**Exercise instructions**
Copy the records below in full, keeping each word as it is but omitting the pictures.

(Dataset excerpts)
Segment Open

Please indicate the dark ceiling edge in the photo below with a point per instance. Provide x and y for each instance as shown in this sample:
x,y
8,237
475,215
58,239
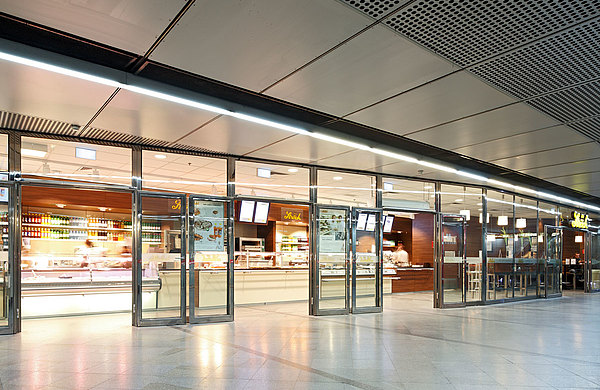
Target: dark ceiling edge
x,y
32,34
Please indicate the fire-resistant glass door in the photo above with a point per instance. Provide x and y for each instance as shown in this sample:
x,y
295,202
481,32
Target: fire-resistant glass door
x,y
210,270
332,261
367,263
593,263
160,267
453,261
553,277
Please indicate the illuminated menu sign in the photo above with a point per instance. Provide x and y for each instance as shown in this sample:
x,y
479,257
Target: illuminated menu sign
x,y
389,222
262,212
371,222
362,221
247,211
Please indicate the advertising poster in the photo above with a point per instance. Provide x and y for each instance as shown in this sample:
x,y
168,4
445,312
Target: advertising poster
x,y
332,231
209,226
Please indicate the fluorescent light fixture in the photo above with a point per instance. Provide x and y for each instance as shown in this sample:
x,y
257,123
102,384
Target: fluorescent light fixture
x,y
263,172
29,149
88,154
269,123
466,213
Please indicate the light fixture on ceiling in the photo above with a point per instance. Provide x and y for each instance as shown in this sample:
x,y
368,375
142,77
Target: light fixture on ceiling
x,y
85,153
263,172
30,149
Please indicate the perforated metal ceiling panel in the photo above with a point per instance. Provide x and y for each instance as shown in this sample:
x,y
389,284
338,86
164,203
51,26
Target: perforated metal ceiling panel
x,y
468,31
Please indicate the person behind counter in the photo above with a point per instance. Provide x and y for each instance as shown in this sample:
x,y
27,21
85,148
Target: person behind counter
x,y
400,256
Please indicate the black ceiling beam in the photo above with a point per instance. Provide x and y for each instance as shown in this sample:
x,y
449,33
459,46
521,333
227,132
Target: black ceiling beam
x,y
43,37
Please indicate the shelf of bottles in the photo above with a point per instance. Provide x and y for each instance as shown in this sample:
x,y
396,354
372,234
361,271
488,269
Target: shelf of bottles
x,y
58,227
4,225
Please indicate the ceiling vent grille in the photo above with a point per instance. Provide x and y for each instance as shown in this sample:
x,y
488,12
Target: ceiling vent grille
x,y
469,31
571,104
374,8
569,58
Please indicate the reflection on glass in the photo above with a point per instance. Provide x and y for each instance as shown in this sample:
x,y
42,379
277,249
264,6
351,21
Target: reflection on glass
x,y
332,253
209,228
452,261
526,248
367,261
161,257
500,246
4,258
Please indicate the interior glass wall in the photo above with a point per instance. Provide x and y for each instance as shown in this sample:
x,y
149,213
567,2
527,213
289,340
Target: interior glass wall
x,y
468,201
526,248
271,181
408,194
549,249
182,173
74,161
500,245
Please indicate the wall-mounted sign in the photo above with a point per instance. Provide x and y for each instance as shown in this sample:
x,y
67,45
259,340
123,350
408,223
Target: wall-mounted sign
x,y
579,220
291,215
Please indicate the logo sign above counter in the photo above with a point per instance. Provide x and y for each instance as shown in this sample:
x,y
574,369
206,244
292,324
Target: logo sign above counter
x,y
579,220
288,214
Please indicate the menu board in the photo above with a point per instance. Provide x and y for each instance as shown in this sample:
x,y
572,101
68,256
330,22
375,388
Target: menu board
x,y
209,226
247,211
332,231
389,222
371,223
262,212
362,221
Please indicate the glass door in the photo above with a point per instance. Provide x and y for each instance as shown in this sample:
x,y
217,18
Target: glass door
x,y
367,262
7,303
553,278
160,266
454,261
210,270
332,261
593,263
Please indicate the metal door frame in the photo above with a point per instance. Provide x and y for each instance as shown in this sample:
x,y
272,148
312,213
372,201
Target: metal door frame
x,y
138,319
462,265
315,289
193,319
588,262
378,307
546,260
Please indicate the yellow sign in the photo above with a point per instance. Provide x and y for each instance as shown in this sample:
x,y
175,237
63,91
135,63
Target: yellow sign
x,y
580,221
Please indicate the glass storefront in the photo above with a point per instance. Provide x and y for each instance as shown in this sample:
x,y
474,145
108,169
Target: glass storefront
x,y
201,241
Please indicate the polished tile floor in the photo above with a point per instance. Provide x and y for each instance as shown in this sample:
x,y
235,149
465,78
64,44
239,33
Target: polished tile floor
x,y
543,344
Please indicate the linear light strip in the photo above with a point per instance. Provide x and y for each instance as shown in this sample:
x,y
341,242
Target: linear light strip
x,y
282,126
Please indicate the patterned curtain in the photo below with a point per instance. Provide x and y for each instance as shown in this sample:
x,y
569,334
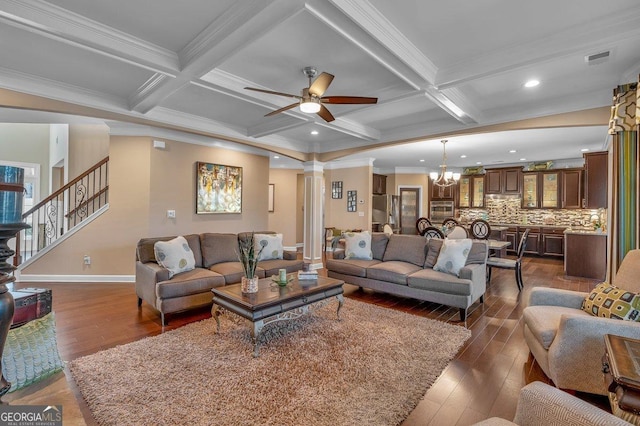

Segment Closed

**Exercise answer**
Please indicate the dark ceiling edge in the photo below with a point per instance. Provide x and y for each instance as shown in this sample:
x,y
8,237
475,215
58,239
Target: dark ceiling edge
x,y
32,34
Please indicate the fire-resistant glass door in the photo above with a point per instance. Provide x and y for each instance as shown in this sample:
x,y
295,202
481,32
Target: fire-resistant glass door
x,y
210,270
332,261
367,263
593,263
160,267
453,261
553,277
Please indicate the illuminated menu sign in the photo above with a point per instance. Provide x and y for each instance as shown in this sample:
x,y
479,257
Target: illuminated menu sign
x,y
389,222
262,212
371,222
362,221
247,211
Please indicate the advertising poster in the photo above with a point per instance. Provide x and y for each instance as shown in this sample:
x,y
168,4
445,312
Target: advertising poster
x,y
332,231
209,226
Please indicate the fluorescent light fixture in the photo above with a point per instance. Provide x and y for each instance as shown in this sample:
x,y
257,123
102,384
Target: fluorescent light fixture
x,y
263,172
29,149
88,154
269,123
466,213
Please indicate the light fixture on ceiling in the photo above with a point per instance. Provide x and y for each instance as shown in this sample:
x,y
368,375
142,77
Target: light fixture on ceiling
x,y
85,153
263,172
30,149
Please indicate the perforated metal ceiling panel in the photo above with a point per instance. Provide x and y for each instance as shown in this sample:
x,y
389,284
338,86
164,203
51,26
Target: perforated metal ceiling panel
x,y
468,31
Please indicate the person behind counter in the photo above with a point per instance. Provide x and y for each instance as shown in this sample:
x,y
27,21
85,148
Target: person behind counter
x,y
400,256
Please indicate the black ceiling beam in the photo above with a point per instance. Provide x and y for each instance as shown in this sample:
x,y
449,33
459,46
521,333
227,132
Target: black ceiling beam
x,y
43,37
Please indicate the shelf of bottles in the photo above with a point per instance. Provide x and y for each instance as shown in this sample:
x,y
396,354
372,234
361,271
488,269
Target: shelf of bottles
x,y
58,227
4,225
Please indicate the ceiling vent grille in the photo above with a point per instance. Provide x and y for each instance as shown in this sample:
x,y
488,12
Target: ceiling vent grille
x,y
469,31
571,104
374,8
569,58
Please indicate the reflection on glass in the photo above with a point per instance. Provide x and y for each instance as shown in this sample:
x,y
42,379
277,249
264,6
351,21
Target: reflection on glass
x,y
332,253
209,228
452,261
526,248
367,261
161,257
500,246
4,258
Please indicate the interior glass wall in the photo above with a point per instance. Provide x and y for each instance as shown in this sample:
x,y
149,213
567,2
527,213
289,340
Target: interior glass wall
x,y
468,201
526,248
271,181
408,194
549,249
182,173
74,161
500,245
Please indicate the wall-mounted sign in the photo above with a point per instance. Provide x and y for each instance as shown in this sample:
x,y
67,45
259,340
123,350
408,223
Target: wall-mounted sign
x,y
579,220
291,215
Please indicate the logo sign above counter in the photo above with a point per instance. Provide x and y for each instance as shown in this sample:
x,y
574,369
206,244
292,324
Target: logo sign above counter
x,y
579,220
288,214
Please indicate the menu board in the photo above with a point per instance. Provide x and y for each instance as shown in this sample:
x,y
572,101
68,256
330,22
375,388
Target: menu board
x,y
209,226
247,211
332,231
389,222
371,223
262,212
362,221
Please indicate the glass door in the photo above with a point per instance. Provide x and y for each instance as shown in this sample:
x,y
217,18
Target: glass door
x,y
367,262
7,303
553,278
160,266
454,261
210,270
332,261
593,263
Please indicate the metal door frame in the photo above with a point per instance. Provide x and y for each instance as shown in this sample:
x,y
272,148
312,213
372,201
Target: metal door frame
x,y
138,319
462,265
315,289
193,319
588,262
378,307
546,260
Please indicate the yellow sign in the photo above with a point per instance. Provide x and y for each instance as shown in this sample:
x,y
175,237
63,91
135,63
Target: yellow sign
x,y
580,221
Please indicate the glass storefront in the photo above with a point per instance. Provide x and y for each instance as shown in this sample:
x,y
474,145
108,169
Target: glass storefront
x,y
201,241
Please indicate the polished tile floor in the photo above with a point per instance. Provide x and y for each instance as shown in this sample:
x,y
235,149
465,78
64,44
239,33
Target: polished tile floor
x,y
543,344
Please indicate the linear light strip in the photo above with a point per instance. Provide x and y for each instance as shown in this sample:
x,y
341,242
Target: linear light strip
x,y
282,126
Please indicate the patterned curtain in the photo below with a point per instance. Provide x and y for each instance as shown in this sample:
x,y
569,334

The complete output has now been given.